> GIVEN DATA
+++

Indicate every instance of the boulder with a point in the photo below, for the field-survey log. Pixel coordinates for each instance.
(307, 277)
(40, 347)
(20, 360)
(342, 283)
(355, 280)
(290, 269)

+++

> THE PROBLEM
Please swap "boulder" for "rock" throughout the rows above, and write them out again with nothing else changed.

> CORRECT ANSWER
Indicate every instance of the rock with a point in the photo below, for the field-survey log. Pixel coordinates for each instance.
(307, 277)
(40, 347)
(20, 360)
(342, 283)
(355, 280)
(290, 269)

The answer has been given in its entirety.